▶ Exercise aim: Repeat the entries exactly as they are written.

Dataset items
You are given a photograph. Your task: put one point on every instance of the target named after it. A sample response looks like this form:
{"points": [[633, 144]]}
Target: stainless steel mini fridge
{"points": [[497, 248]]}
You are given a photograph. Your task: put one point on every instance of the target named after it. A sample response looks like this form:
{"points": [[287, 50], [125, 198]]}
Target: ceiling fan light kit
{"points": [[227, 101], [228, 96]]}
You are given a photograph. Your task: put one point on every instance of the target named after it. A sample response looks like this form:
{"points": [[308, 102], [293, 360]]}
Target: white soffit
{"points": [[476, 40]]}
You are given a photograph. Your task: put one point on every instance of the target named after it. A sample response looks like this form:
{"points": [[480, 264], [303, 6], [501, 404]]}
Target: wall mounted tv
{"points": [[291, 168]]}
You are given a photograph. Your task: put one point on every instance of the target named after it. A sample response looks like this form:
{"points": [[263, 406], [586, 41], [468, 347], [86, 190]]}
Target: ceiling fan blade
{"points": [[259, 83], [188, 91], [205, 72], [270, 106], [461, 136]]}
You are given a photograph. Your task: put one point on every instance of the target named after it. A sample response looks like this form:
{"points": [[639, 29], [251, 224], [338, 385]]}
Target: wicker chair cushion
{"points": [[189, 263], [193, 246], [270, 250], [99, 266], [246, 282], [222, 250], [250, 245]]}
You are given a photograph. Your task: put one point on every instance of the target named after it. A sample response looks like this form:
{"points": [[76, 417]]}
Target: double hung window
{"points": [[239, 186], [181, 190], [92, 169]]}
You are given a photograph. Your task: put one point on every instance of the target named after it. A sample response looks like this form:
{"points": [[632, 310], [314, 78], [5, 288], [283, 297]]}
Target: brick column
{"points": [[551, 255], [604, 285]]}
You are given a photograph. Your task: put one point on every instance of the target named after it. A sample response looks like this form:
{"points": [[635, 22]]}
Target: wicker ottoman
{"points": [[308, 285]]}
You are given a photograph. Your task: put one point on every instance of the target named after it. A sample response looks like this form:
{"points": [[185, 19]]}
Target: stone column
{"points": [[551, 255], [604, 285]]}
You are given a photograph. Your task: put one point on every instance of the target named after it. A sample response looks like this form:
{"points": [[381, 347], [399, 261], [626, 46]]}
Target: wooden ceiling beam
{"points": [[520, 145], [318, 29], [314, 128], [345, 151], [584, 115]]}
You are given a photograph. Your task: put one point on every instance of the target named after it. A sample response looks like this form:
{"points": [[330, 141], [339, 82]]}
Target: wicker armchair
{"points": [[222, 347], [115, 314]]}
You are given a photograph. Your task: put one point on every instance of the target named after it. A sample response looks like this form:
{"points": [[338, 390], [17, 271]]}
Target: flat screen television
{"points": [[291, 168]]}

▶ Result for this task:
You are given a photograph. Your task: put one point on every instance of the target named after it. A sample response looks like this form:
{"points": [[633, 144]]}
Target: stainless steel mini fridge
{"points": [[497, 248]]}
You are given a photograph. Your task: put one point on every instance of the target named after it. A sample response looks like this form:
{"points": [[287, 50], [125, 198]]}
Target: ceiling fan light kit
{"points": [[227, 101], [228, 96]]}
You are given a photograph. Your task: put one point on every instance of the target named after it. A sample response looks like this form:
{"points": [[308, 102], [293, 360]]}
Target: white soffit
{"points": [[476, 40]]}
You are given a photograph. Your task: put one point on every instance of the target named after it. A sample response looks like this form:
{"points": [[480, 264], [303, 6], [501, 404]]}
Target: wall mounted tv
{"points": [[291, 168]]}
You are given a photograph. Your task: put one point on every instance of the target named after it. A sample response looks like this form:
{"points": [[263, 406], [586, 41], [468, 347], [86, 190]]}
Target: ceiling fan blade
{"points": [[259, 83], [188, 91], [205, 72], [270, 106], [461, 136]]}
You are given a photograph. Your task: put one point on every instance of the target named after it. A sample response looks like this form:
{"points": [[639, 29], [251, 224], [338, 385]]}
Target: wicker chair cushion
{"points": [[189, 263], [193, 246], [270, 250], [99, 266], [246, 282], [222, 250], [250, 245]]}
You are given a photograph. Your task: put one point on every instance of the target named after it. A sample response looks like this form:
{"points": [[76, 417]]}
Target: double hung window
{"points": [[239, 186], [181, 190], [92, 169]]}
You are given a photograph. Your task: put one point on every instance of the target named after it. A sample response looks like this form:
{"points": [[632, 310], [314, 78], [5, 288], [283, 297]]}
Target: brick column
{"points": [[551, 255], [604, 285]]}
You are given a photograph. Your task: put one point on every instance of the target named after it. A sample response looks like this form:
{"points": [[635, 22]]}
Target: wicker ottoman
{"points": [[308, 285]]}
You are given a photograph. Your task: put one point on every instance of the target named after it. A sample response looks like this form:
{"points": [[185, 19]]}
Target: stone column
{"points": [[551, 255], [604, 285]]}
You are given a photograph. Your task: put one point on every instance of the target named after it. A sample response looks like this form:
{"points": [[381, 347], [399, 261], [626, 46]]}
Target: wooden ceiling beam
{"points": [[520, 145], [318, 29], [314, 128], [345, 151], [584, 115]]}
You are given a photograph. Your task: put one point on every instance of the target named after it. A sample response looks like this form:
{"points": [[330, 141], [339, 82]]}
Target: wicker armchair
{"points": [[222, 347], [115, 314]]}
You are given a photograph. Your task: put one point on every instance of the target named after it. A sample response looks like this form:
{"points": [[338, 390], [17, 271]]}
Target: flat screen television
{"points": [[291, 168]]}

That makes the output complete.